A block of data
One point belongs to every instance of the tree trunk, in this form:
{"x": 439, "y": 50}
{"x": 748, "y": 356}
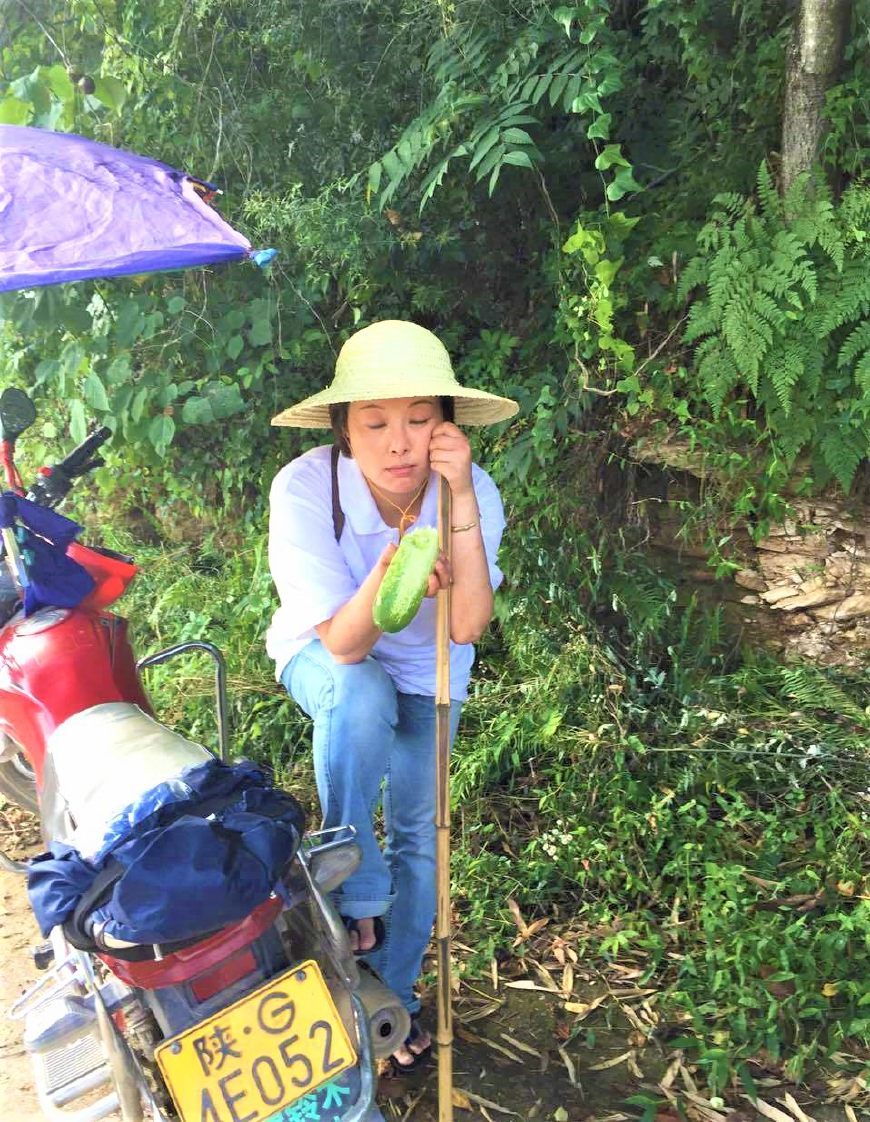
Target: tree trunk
{"x": 814, "y": 60}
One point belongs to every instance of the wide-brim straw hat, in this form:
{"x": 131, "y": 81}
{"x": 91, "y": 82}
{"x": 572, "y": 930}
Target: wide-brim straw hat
{"x": 395, "y": 358}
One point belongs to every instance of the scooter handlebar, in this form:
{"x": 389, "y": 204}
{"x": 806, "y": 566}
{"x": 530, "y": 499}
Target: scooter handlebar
{"x": 81, "y": 459}
{"x": 53, "y": 483}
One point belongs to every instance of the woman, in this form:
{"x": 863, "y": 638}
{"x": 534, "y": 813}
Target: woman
{"x": 336, "y": 517}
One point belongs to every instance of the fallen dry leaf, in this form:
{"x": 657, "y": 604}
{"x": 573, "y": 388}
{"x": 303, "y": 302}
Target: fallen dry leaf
{"x": 793, "y": 1105}
{"x": 528, "y": 984}
{"x": 610, "y": 1063}
{"x": 486, "y": 1102}
{"x": 582, "y": 1009}
{"x": 518, "y": 918}
{"x": 460, "y": 1100}
{"x": 568, "y": 1066}
{"x": 518, "y": 1044}
{"x": 769, "y": 1111}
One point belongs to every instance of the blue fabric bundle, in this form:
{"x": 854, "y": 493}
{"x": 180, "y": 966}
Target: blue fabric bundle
{"x": 192, "y": 865}
{"x": 54, "y": 580}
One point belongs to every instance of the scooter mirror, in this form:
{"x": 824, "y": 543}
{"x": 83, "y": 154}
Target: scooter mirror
{"x": 17, "y": 413}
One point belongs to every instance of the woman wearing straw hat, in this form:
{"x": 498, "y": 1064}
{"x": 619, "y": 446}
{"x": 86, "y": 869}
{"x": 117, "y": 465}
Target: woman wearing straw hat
{"x": 336, "y": 516}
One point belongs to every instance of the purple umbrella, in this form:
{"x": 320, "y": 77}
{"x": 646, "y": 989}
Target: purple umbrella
{"x": 73, "y": 209}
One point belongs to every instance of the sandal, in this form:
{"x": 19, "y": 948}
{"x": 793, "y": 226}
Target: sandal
{"x": 419, "y": 1058}
{"x": 379, "y": 932}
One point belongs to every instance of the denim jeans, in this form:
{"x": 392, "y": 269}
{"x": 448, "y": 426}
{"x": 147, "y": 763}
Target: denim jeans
{"x": 367, "y": 734}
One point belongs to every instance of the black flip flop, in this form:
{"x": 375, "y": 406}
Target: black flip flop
{"x": 379, "y": 934}
{"x": 420, "y": 1058}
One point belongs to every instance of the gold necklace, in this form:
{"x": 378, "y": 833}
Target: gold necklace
{"x": 405, "y": 520}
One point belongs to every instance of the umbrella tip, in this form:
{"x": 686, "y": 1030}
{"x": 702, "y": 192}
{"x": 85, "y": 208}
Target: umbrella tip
{"x": 263, "y": 257}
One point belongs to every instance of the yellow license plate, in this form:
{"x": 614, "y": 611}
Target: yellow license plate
{"x": 254, "y": 1058}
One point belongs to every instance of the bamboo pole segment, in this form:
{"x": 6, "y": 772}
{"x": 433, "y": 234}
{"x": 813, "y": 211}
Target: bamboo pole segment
{"x": 445, "y": 1031}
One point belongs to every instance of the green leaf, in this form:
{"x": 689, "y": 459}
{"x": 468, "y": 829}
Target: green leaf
{"x": 623, "y": 182}
{"x": 161, "y": 432}
{"x": 94, "y": 393}
{"x": 486, "y": 143}
{"x": 565, "y": 16}
{"x": 34, "y": 90}
{"x": 57, "y": 81}
{"x": 600, "y": 128}
{"x": 110, "y": 91}
{"x": 15, "y": 111}
{"x": 519, "y": 157}
{"x": 609, "y": 157}
{"x": 261, "y": 331}
{"x": 78, "y": 421}
{"x": 197, "y": 411}
{"x": 516, "y": 136}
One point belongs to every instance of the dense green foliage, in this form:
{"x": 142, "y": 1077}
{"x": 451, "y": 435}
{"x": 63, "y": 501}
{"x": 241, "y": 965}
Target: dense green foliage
{"x": 582, "y": 200}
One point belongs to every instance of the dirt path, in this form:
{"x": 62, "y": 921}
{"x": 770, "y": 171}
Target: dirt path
{"x": 18, "y": 932}
{"x": 524, "y": 1047}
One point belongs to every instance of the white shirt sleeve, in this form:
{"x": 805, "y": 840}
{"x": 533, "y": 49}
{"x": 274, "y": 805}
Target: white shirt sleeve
{"x": 492, "y": 521}
{"x": 311, "y": 575}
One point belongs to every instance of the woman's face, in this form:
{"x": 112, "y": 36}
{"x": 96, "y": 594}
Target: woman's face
{"x": 390, "y": 441}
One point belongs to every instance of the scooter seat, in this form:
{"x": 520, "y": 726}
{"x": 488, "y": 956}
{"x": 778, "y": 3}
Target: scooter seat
{"x": 107, "y": 757}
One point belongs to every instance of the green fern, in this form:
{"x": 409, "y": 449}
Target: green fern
{"x": 492, "y": 86}
{"x": 812, "y": 689}
{"x": 781, "y": 312}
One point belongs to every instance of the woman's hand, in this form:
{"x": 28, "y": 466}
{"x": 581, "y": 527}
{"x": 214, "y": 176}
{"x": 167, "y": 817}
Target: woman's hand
{"x": 450, "y": 456}
{"x": 439, "y": 577}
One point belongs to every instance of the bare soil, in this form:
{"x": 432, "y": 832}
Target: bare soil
{"x": 542, "y": 1039}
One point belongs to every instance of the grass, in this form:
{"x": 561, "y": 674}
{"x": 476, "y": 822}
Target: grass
{"x": 699, "y": 817}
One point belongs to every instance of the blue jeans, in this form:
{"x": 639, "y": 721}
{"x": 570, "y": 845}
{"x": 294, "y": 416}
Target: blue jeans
{"x": 367, "y": 734}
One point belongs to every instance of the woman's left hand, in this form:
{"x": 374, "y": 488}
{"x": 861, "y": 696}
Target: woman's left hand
{"x": 450, "y": 456}
{"x": 439, "y": 577}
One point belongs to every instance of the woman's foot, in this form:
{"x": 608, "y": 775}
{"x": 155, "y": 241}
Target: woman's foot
{"x": 365, "y": 935}
{"x": 413, "y": 1051}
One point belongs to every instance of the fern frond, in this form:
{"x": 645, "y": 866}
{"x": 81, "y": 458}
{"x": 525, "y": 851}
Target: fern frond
{"x": 771, "y": 204}
{"x": 855, "y": 342}
{"x": 785, "y": 368}
{"x": 813, "y": 690}
{"x": 862, "y": 374}
{"x": 719, "y": 376}
{"x": 842, "y": 450}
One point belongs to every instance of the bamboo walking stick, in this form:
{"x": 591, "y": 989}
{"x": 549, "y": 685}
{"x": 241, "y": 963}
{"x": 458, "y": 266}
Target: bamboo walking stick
{"x": 445, "y": 1032}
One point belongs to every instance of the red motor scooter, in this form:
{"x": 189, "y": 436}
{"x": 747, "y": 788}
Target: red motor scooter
{"x": 263, "y": 1018}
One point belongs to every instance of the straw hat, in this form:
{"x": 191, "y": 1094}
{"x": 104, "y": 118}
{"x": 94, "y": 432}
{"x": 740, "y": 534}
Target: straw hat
{"x": 395, "y": 358}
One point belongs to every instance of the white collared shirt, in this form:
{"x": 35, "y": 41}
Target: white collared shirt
{"x": 314, "y": 575}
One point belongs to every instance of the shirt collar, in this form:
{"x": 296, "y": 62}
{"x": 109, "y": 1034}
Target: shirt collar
{"x": 359, "y": 506}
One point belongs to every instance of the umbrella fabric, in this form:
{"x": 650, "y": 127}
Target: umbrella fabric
{"x": 54, "y": 580}
{"x": 72, "y": 209}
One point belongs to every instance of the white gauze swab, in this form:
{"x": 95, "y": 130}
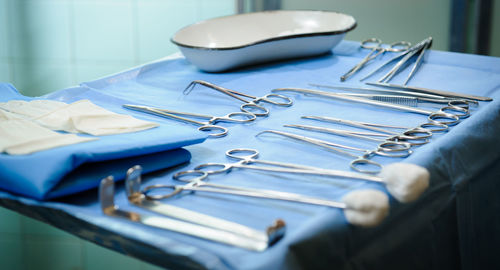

> Goal of the exercise
Reproduce the data above verbatim, from start to finish, omitting the pictures.

> Result for this task
One point belongs to every instance of the tree trunk, in this form:
{"x": 439, "y": 50}
{"x": 748, "y": 356}
Target: tree trunk
{"x": 814, "y": 60}
One point belongs to every instance of the wide-brim straw hat, in this form:
{"x": 131, "y": 81}
{"x": 91, "y": 82}
{"x": 572, "y": 930}
Target: wide-brim straw hat
{"x": 395, "y": 358}
One point belongs to every instance of the scooter handlebar, in this form:
{"x": 389, "y": 204}
{"x": 806, "y": 566}
{"x": 530, "y": 499}
Target: scooter handlebar
{"x": 81, "y": 459}
{"x": 53, "y": 483}
One point belongs to every instance of the woman, in this form:
{"x": 863, "y": 638}
{"x": 534, "y": 813}
Target: woman
{"x": 336, "y": 517}
One point belongs to every instance of the fallen dry leaf, in this form:
{"x": 657, "y": 604}
{"x": 573, "y": 388}
{"x": 303, "y": 302}
Target: fallen dry leaf
{"x": 793, "y": 1105}
{"x": 528, "y": 984}
{"x": 610, "y": 1063}
{"x": 486, "y": 1102}
{"x": 582, "y": 1009}
{"x": 518, "y": 918}
{"x": 460, "y": 1100}
{"x": 568, "y": 1066}
{"x": 518, "y": 1044}
{"x": 769, "y": 1111}
One point belongs to every instance of the blue fabric bundle, in this form:
{"x": 854, "y": 493}
{"x": 180, "y": 966}
Target: blue fabric bundle
{"x": 192, "y": 865}
{"x": 54, "y": 580}
One point belongs to every instance of the scooter mirror, in this form:
{"x": 824, "y": 543}
{"x": 83, "y": 154}
Target: scooter mirror
{"x": 17, "y": 413}
One point belongs to every instance of the woman wearing straw hat, in this form:
{"x": 498, "y": 1064}
{"x": 619, "y": 446}
{"x": 86, "y": 869}
{"x": 117, "y": 465}
Target: woman wearing straw hat
{"x": 336, "y": 516}
One point belongs to every instance of the purple umbrella, in this form:
{"x": 320, "y": 77}
{"x": 646, "y": 989}
Target: purple umbrella
{"x": 73, "y": 209}
One point belongs to every instance of the sandal, in this form:
{"x": 19, "y": 948}
{"x": 793, "y": 226}
Target: sandal
{"x": 419, "y": 1058}
{"x": 379, "y": 932}
One point belongs to every instance of the denim jeans, in this form:
{"x": 392, "y": 269}
{"x": 448, "y": 426}
{"x": 147, "y": 763}
Target: denim jeans
{"x": 367, "y": 734}
One point belongs to every instance of the black flip flop, in this form:
{"x": 375, "y": 406}
Target: black flip flop
{"x": 379, "y": 934}
{"x": 420, "y": 1058}
One point belongs to every instance of the gold necklace, in this form:
{"x": 378, "y": 833}
Target: gold necklace
{"x": 405, "y": 520}
One point belongs to every instance of the umbrella tip, in this form:
{"x": 686, "y": 1030}
{"x": 702, "y": 192}
{"x": 85, "y": 208}
Target: umbrella tip
{"x": 263, "y": 257}
One point belongs to every instance of the yellow license plate, in this form:
{"x": 614, "y": 611}
Target: yellow license plate
{"x": 254, "y": 1058}
One point belongs to every instance of the bamboo pole segment, in this form:
{"x": 6, "y": 772}
{"x": 433, "y": 234}
{"x": 813, "y": 211}
Target: bamboo pole segment
{"x": 445, "y": 1031}
One point belongs to every instance of the green leaf, in this form:
{"x": 689, "y": 459}
{"x": 468, "y": 829}
Target: green leaf
{"x": 623, "y": 182}
{"x": 161, "y": 432}
{"x": 94, "y": 393}
{"x": 486, "y": 143}
{"x": 565, "y": 16}
{"x": 34, "y": 90}
{"x": 57, "y": 81}
{"x": 600, "y": 128}
{"x": 110, "y": 91}
{"x": 15, "y": 111}
{"x": 519, "y": 157}
{"x": 609, "y": 157}
{"x": 261, "y": 331}
{"x": 78, "y": 421}
{"x": 197, "y": 411}
{"x": 516, "y": 136}
One point belongs to every instance of the dense green foliage, in this form:
{"x": 142, "y": 1077}
{"x": 451, "y": 435}
{"x": 63, "y": 501}
{"x": 241, "y": 965}
Target: dense green foliage
{"x": 582, "y": 200}
One point belongs to every instance of the dirt path, in this form:
{"x": 62, "y": 921}
{"x": 770, "y": 171}
Target: dirt path
{"x": 18, "y": 932}
{"x": 524, "y": 1047}
One point belongs to every instance of the white shirt sleeve, in this form:
{"x": 805, "y": 840}
{"x": 533, "y": 49}
{"x": 274, "y": 805}
Target: white shirt sleeve
{"x": 492, "y": 521}
{"x": 311, "y": 575}
One point belongs to every instance of the woman's face, in this form:
{"x": 112, "y": 36}
{"x": 96, "y": 594}
Target: woman's face
{"x": 390, "y": 441}
One point belongs to every instance of the scooter seat, in this form:
{"x": 520, "y": 726}
{"x": 488, "y": 956}
{"x": 778, "y": 3}
Target: scooter seat
{"x": 107, "y": 757}
One point belongs to every instance of the green fern, in this form:
{"x": 409, "y": 449}
Target: green fern
{"x": 492, "y": 86}
{"x": 812, "y": 689}
{"x": 781, "y": 312}
One point belongs to every instance of the woman's hand, in this form:
{"x": 28, "y": 466}
{"x": 581, "y": 527}
{"x": 214, "y": 176}
{"x": 167, "y": 817}
Target: woman's hand
{"x": 450, "y": 456}
{"x": 439, "y": 577}
One point belongs to every instance of the bare soil, in this form:
{"x": 432, "y": 832}
Target: bare soil
{"x": 542, "y": 1039}
One point belongs to every instance of the grass, in this form:
{"x": 561, "y": 674}
{"x": 476, "y": 822}
Target: grass
{"x": 699, "y": 817}
One point belongs to every instance of the blue jeans, in this form:
{"x": 639, "y": 721}
{"x": 570, "y": 845}
{"x": 294, "y": 416}
Target: blue jeans
{"x": 367, "y": 734}
One point belongs to every instance of the woman's left hand, in this form:
{"x": 374, "y": 488}
{"x": 861, "y": 696}
Target: woman's left hand
{"x": 450, "y": 456}
{"x": 439, "y": 577}
One point belongs to every instance of the woman's foot, in this form:
{"x": 608, "y": 775}
{"x": 155, "y": 241}
Target: woman's foot
{"x": 365, "y": 935}
{"x": 413, "y": 1051}
One point belongs to every instance of the fern frond, in this form:
{"x": 645, "y": 866}
{"x": 81, "y": 458}
{"x": 525, "y": 851}
Target: fern frond
{"x": 771, "y": 204}
{"x": 855, "y": 342}
{"x": 785, "y": 368}
{"x": 813, "y": 690}
{"x": 862, "y": 374}
{"x": 719, "y": 376}
{"x": 842, "y": 450}
One point belongs to every instance of the bamboo walking stick, in this form:
{"x": 591, "y": 989}
{"x": 549, "y": 685}
{"x": 241, "y": 963}
{"x": 458, "y": 266}
Target: bamboo walking stick
{"x": 445, "y": 1032}
One point belongs to every instance of the red motor scooter, in this form:
{"x": 189, "y": 436}
{"x": 747, "y": 788}
Target: red motor scooter
{"x": 263, "y": 1018}
One point belongs to every instance of the straw hat, in this form:
{"x": 191, "y": 1094}
{"x": 104, "y": 118}
{"x": 94, "y": 432}
{"x": 740, "y": 534}
Target: straw hat
{"x": 395, "y": 358}
One point belongs to every instance of the white collared shirt, in this form:
{"x": 35, "y": 41}
Target: white collared shirt
{"x": 314, "y": 575}
One point belongs to every instance of the shirt collar, in this form:
{"x": 296, "y": 62}
{"x": 109, "y": 1034}
Target: shirt collar
{"x": 359, "y": 506}
One point belongs to every instance of the umbrella fabric, in this form:
{"x": 650, "y": 127}
Target: umbrella fabric
{"x": 54, "y": 580}
{"x": 72, "y": 209}
One point belongs to every instance of the white gauze swab, in this form:
{"x": 95, "y": 130}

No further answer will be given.